§ WHAT YOU WILL DO
Return every line in the data below that contains the string "firefighter". Matching is case-sensitive.

— START GIVEN DATA —

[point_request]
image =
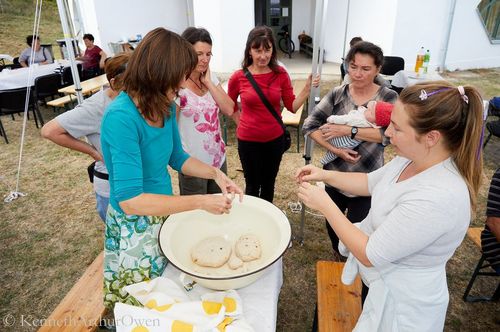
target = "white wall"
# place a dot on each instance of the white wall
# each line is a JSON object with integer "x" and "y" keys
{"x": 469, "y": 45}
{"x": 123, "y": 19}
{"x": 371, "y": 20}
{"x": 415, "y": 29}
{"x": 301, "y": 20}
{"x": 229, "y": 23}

— END GIVEN DATA —
— START GIVEN DATA —

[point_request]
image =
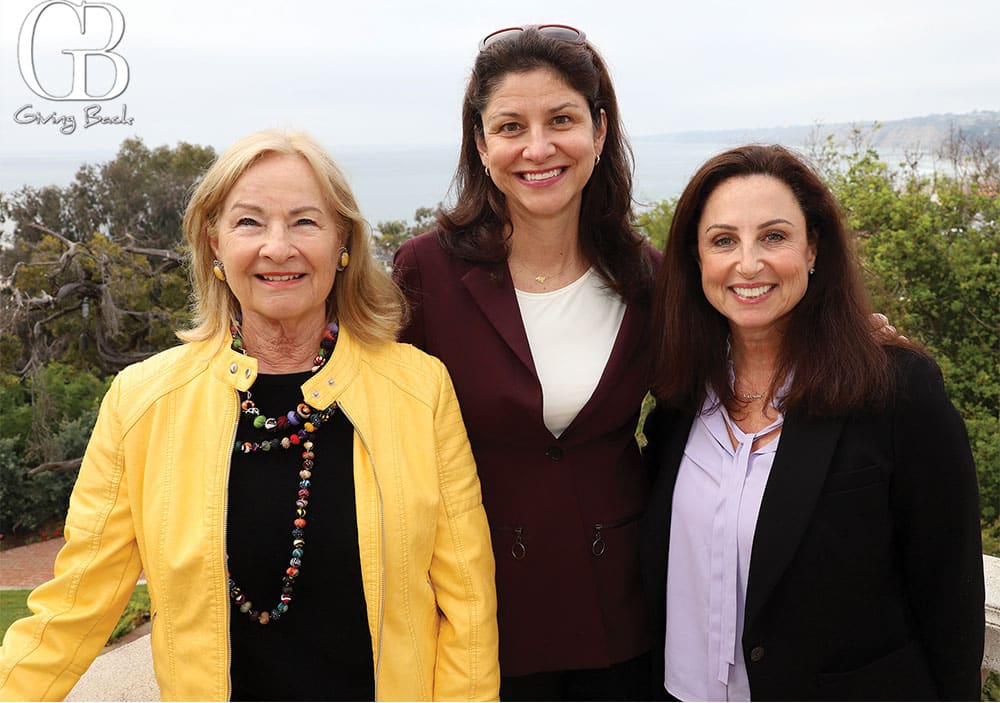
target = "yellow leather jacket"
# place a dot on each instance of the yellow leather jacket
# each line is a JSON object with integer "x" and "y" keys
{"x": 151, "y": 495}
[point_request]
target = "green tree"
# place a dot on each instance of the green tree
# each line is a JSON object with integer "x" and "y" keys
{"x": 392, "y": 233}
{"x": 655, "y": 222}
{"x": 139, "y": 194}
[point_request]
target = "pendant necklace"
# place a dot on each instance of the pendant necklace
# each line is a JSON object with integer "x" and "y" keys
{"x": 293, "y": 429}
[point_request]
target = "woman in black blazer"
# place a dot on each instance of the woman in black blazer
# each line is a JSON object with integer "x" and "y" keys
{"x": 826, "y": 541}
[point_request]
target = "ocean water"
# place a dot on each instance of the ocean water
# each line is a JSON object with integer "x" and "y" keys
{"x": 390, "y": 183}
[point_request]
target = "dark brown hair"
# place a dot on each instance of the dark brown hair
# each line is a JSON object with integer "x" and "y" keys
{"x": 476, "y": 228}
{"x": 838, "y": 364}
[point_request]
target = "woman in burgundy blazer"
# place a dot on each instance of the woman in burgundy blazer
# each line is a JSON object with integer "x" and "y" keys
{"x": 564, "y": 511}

— END GIVEN DATA —
— START GIVEN DATA —

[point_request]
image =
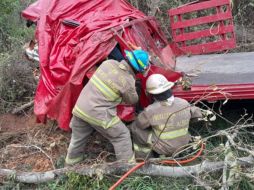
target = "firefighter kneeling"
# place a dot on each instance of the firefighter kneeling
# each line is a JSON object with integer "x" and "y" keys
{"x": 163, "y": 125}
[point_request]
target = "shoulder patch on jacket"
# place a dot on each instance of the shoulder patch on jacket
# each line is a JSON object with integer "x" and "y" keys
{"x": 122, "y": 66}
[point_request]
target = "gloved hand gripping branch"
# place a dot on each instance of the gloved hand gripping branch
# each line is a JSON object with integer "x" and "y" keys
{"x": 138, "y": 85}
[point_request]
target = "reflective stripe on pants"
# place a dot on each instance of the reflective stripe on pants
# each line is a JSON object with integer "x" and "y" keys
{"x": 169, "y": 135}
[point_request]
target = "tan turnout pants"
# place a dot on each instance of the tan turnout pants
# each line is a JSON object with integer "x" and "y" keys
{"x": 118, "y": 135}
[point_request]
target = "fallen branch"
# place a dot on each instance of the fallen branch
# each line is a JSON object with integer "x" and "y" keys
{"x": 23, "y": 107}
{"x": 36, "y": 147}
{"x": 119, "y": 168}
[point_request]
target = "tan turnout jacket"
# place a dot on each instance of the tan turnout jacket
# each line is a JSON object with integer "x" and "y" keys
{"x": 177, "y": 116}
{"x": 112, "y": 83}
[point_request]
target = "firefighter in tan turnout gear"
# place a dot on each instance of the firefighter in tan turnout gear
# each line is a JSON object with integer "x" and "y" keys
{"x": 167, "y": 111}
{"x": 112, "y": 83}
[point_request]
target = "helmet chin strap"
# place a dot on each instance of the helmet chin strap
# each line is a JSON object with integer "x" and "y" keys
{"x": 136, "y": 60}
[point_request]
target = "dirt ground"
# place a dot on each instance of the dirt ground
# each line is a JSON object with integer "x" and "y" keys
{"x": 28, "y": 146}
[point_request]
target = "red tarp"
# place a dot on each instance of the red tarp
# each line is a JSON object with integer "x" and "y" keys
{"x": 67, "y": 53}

— END GIVEN DATA —

§ COMPLETE OUTPUT
target = "firefighter kneeling"
# place a dot on each instance of the firefighter kneeling
target = "firefighter in tan turnout gear"
# place a dot on each instance of the firefighter in tan turnout gear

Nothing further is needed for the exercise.